— Task requirements —
Would you quote the material below in full and unchanged?

Records of labeled points:

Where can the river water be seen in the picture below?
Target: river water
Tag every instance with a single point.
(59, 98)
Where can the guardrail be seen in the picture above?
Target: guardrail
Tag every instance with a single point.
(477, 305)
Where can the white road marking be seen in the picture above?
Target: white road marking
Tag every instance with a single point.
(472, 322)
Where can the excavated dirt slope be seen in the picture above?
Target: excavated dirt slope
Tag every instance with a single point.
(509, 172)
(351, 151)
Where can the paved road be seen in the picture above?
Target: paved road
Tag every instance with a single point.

— Answer for this exercise —
Where can the river water be seen in the picture below?
Target: river water
Tag every instance with a single point.
(59, 98)
Where can the guardrail be seen in the picture above?
Target: guardrail
Tag every instance with a single point.
(477, 305)
Where can the white road marking be seen in the picture above?
Target: white road marking
Tag every instance with a single point.
(472, 322)
Where can the excavated dirt slope be seen in the picture above?
Target: excavated dirt slope
Tag every instance with a single point.
(509, 172)
(351, 151)
Where can the paved road be seen in the picture above?
Target: paved road
Tag every instance with a single point.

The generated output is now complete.